**Given request**
Rewrite the lines in the records starting at the line containing "Confirm that each instance of the divina" and ending at the line containing "pixel 676 736", changing "black table" to "dark wooden table" and leaving everything else the same. Give back only those lines.

**Records**
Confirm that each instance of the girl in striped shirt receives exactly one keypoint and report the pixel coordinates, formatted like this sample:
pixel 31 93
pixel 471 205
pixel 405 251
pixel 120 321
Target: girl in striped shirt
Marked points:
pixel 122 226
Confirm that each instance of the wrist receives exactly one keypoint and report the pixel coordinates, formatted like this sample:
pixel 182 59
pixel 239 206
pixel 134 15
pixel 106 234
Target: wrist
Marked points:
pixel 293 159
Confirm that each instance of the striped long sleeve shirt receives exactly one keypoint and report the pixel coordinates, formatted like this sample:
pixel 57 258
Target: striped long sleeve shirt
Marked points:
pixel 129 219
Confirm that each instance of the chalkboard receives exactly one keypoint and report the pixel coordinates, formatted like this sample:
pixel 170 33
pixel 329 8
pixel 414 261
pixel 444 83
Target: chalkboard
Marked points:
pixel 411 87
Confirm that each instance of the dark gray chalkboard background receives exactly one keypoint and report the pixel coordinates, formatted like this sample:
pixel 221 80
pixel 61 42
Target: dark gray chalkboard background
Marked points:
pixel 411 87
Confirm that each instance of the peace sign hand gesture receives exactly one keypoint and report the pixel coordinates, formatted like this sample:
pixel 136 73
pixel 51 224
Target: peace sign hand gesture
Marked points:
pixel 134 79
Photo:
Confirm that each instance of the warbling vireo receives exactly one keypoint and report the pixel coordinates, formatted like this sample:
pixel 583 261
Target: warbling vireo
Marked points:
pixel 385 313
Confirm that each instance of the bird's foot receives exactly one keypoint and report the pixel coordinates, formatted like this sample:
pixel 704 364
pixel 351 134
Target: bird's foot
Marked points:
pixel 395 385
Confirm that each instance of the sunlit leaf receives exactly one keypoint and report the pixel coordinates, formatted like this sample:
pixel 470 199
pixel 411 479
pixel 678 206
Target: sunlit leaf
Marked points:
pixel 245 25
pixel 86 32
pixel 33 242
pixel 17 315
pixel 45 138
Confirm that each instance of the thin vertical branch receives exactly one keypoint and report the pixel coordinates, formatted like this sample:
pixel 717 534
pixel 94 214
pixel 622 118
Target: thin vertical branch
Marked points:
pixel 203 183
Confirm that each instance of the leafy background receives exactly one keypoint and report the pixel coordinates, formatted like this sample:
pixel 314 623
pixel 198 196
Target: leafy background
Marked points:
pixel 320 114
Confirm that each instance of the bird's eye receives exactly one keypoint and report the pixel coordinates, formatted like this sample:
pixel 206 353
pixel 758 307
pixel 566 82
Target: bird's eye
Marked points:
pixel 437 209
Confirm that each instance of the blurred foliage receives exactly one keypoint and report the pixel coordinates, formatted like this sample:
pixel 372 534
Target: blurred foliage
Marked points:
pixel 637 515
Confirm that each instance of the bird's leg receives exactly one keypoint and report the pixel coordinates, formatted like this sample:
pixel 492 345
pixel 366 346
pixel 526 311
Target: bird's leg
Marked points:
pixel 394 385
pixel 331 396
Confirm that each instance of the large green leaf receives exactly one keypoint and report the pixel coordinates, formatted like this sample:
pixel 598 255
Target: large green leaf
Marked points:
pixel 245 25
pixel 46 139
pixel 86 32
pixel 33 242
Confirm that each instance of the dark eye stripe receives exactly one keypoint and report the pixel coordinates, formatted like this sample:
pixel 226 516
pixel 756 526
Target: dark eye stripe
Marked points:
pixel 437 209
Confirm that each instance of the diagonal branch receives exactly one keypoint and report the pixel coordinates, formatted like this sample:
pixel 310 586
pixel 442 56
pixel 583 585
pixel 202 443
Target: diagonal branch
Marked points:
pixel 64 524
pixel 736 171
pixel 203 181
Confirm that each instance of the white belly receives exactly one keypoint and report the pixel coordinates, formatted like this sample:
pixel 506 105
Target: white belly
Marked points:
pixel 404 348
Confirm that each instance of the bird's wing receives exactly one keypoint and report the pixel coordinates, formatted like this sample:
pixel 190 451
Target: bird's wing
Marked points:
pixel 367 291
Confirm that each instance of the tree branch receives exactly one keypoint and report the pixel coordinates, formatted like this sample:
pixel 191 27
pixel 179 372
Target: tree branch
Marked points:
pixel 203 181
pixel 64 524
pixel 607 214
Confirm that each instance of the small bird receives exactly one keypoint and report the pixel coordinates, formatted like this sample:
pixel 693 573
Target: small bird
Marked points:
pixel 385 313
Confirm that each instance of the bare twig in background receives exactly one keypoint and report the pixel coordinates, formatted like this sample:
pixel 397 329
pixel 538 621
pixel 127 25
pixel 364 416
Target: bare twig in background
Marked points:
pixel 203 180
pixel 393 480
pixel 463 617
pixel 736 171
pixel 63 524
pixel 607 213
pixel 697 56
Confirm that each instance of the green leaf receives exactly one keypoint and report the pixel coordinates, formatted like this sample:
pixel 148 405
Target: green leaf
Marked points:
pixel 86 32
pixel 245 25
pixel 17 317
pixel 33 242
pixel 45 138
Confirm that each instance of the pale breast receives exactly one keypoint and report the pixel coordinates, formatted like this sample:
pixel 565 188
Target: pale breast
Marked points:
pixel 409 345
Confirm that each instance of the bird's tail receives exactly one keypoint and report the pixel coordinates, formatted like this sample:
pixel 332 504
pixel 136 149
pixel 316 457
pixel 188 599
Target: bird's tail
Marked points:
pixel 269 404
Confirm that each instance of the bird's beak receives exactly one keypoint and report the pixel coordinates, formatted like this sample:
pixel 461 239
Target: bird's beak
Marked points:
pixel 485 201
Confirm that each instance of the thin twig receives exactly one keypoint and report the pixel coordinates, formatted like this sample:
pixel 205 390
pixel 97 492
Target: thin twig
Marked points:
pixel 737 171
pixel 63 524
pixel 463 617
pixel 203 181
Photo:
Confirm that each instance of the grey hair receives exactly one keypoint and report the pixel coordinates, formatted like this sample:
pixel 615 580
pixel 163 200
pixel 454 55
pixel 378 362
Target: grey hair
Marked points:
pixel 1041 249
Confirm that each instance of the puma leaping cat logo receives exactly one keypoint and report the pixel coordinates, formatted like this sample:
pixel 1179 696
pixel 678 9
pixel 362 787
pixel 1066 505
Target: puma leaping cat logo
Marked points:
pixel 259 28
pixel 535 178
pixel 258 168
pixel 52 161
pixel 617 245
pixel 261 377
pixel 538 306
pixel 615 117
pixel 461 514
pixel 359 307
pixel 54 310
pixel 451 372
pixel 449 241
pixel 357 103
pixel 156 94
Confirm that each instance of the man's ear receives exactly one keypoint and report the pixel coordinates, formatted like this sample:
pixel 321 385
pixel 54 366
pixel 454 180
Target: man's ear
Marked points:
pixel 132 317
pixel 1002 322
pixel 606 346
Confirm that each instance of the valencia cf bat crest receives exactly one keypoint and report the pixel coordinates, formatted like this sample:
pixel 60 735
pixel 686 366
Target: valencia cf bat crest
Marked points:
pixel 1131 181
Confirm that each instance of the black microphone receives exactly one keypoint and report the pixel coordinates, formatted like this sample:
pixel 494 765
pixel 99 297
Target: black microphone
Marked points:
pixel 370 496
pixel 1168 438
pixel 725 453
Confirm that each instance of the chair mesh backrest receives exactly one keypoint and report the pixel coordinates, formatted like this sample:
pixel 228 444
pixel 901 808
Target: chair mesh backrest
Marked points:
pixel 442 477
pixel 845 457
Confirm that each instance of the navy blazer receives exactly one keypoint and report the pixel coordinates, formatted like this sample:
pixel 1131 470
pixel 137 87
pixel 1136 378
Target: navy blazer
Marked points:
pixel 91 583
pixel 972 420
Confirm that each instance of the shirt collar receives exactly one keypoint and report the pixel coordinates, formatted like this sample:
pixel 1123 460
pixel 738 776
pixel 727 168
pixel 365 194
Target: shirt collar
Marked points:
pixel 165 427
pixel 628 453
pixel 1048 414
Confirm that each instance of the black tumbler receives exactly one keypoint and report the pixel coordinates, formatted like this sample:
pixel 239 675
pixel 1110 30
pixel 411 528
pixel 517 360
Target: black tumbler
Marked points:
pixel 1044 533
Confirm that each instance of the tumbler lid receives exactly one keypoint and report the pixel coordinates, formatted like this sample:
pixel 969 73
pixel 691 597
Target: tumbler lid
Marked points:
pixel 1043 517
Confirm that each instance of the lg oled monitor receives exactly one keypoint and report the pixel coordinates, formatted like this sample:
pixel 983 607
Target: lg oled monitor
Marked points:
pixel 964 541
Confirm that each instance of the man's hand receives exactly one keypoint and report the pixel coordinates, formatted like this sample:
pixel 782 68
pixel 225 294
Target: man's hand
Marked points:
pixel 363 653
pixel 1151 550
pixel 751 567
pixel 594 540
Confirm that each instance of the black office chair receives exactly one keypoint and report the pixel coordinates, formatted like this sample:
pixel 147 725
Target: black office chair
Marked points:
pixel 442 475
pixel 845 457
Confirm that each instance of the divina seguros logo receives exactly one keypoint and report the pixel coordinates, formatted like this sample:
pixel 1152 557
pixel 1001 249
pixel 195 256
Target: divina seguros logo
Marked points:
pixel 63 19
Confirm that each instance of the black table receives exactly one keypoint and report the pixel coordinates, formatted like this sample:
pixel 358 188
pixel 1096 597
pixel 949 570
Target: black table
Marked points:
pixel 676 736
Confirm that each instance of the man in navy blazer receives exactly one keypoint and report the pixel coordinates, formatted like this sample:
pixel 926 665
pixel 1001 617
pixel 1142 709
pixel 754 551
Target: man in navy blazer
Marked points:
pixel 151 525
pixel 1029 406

**Output**
Confirm that each instance of the divina seguros logo receives exactly one keypoint and report the pixel coordinates, formatted like this sample:
pixel 1152 557
pixel 1001 249
pixel 195 256
Target: divina seguros logo
Marked points:
pixel 63 19
Confirm that each instance of the dark wooden table receives exactly one keypoint and report the pixel coordinates, formatted like this sample:
pixel 358 188
pixel 1096 597
pixel 949 570
Target: dark wooden table
Marked points:
pixel 676 736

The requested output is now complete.